■ **ページ抜粋**
【製品レビュー】録音する喜びを生み出すマルチパターン真空管コンデンサー・マイク

BRAUNERVMA

近年、ビンテージ機材の人気が高まっています。私自身もマイクはNEUMANNのU67をはじめ数本持っていますが、その維持には大変な労力がかかります。ましてや真空管の入手が困難な機種に至っては、お金を出しても維持が難しい場合があります。結局代替え部品での修理となり、せっかくのビンテージ機材の音質はオリジナルとは似て非なるものとなってしまいます。ルックスだけのビンテージ機材が出回っている中、ドイツのBRAUNERから伝統的なビンテージ・サウンドを継承する真空管コンデンサー・マイク、VMAが発売されました。

特性や指向性パターンを
自在に設定することが可能


BRAUNERは最高の信頼性、音質を保証するために必要とされる部品を厳選し、熟練した職人によって本機を1本1本手作りさせているそうです。このマイクの特徴は、スイッチによって2種類の特性が選べる点。1つは同社の代表的なマイクであるVM1をモデルとしたモード、そしてもう1つが、ドンシャリ気味ではありますが中域も若干持ち上がった印象のVMAモードです。また指向性のパターンを連続的に変えられるのも特徴の1つ。オムニ、カーディオイド、ハイパー・カーディオイド、ブライト・カーディオイド、8の字と、それぞれの間の微妙な特性を電源ユニットに内蔵されているノブを回すことで選択可能です。どのパターンでもマイクの感度が変わらないのも特筆すべき点で、これで演奏中でもマイクをカットせずに特性を調整することが可能になります。

■ **課題文 A**
一覧で「seafloor」という語を含む行を数え、その数だけを答える。
上のマイクのレビューと下の一覧は、別々の出どころから取ったものである。

■ **提供一覧**

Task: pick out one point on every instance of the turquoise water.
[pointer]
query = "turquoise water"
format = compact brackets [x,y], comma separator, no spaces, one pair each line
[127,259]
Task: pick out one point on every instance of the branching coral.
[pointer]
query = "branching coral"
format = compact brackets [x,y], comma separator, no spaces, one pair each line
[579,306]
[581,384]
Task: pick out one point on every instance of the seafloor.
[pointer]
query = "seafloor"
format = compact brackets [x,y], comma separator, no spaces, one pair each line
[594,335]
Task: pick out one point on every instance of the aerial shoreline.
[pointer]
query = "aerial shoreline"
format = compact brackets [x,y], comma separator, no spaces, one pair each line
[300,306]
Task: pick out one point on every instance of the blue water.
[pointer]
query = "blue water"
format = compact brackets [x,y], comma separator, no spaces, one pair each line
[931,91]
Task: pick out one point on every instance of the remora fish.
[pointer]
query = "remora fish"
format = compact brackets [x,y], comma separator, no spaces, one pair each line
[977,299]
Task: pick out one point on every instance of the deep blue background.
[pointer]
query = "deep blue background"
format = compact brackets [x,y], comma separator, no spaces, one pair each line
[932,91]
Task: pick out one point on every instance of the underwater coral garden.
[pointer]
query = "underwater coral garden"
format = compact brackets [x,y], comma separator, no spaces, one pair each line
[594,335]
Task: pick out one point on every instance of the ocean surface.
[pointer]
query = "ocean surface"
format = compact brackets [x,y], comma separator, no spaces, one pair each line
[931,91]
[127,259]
* * *
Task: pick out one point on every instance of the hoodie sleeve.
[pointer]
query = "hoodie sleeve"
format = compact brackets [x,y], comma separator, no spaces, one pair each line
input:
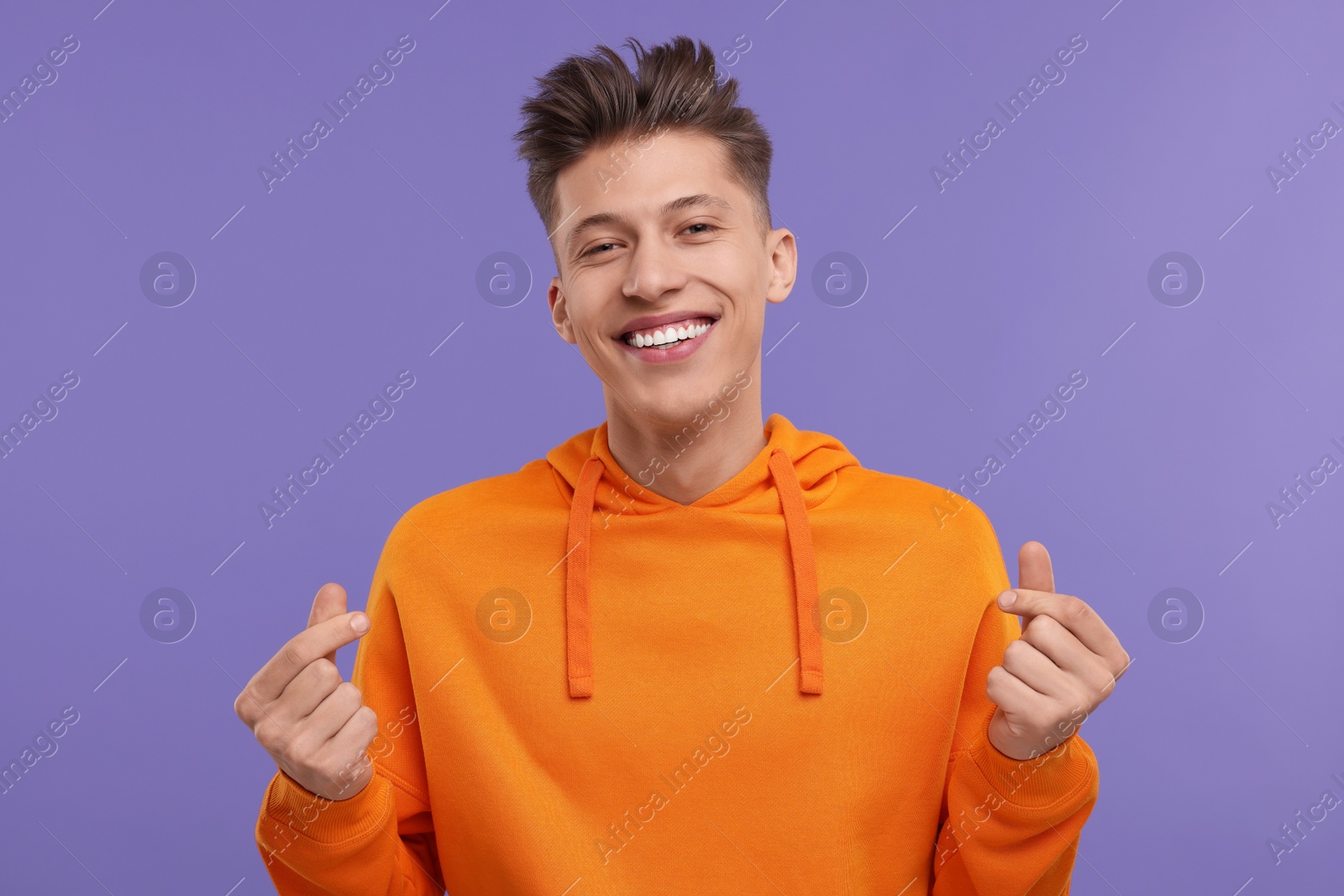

■ **課題文 B**
マイクのレビューから、「特性や指向性パターンを」を含む箇所で書き始め、「整することが可能になります。」のところで止めて、一字も変えずに書き写す。

■ **出力 A**
2

■ **出力 B**
特性や指向性パターンを
自在に設定することが可能


BRAUNERは最高の信頼性、音質を保証するために必要とされる部品を厳選し、熟練した職人によって本機を1本1本手作りさせているそうです。このマイクの特徴は、スイッチによって2種類の特性が選べる点。1つは同社の代表的なマイクであるVM1をモデルとしたモード、そしてもう1つが、ドンシャリ気味ではありますが中域も若干持ち上がった印象のVMAモードです。また指向性のパターンを連続的に変えられるのも特徴の1つ。オムニ、カーディオイド、ハイパー・カーディオイド、ブライト・カーディオイド、8の字と、それぞれの間の微妙な特性を電源ユニットに内蔵されているノブを回すことで選択可能です。どのパターンでもマイクの感度が変わらないのも特筆すべき点で、これで演奏中でもマイクをカットせずに特性を調整することが可能になります。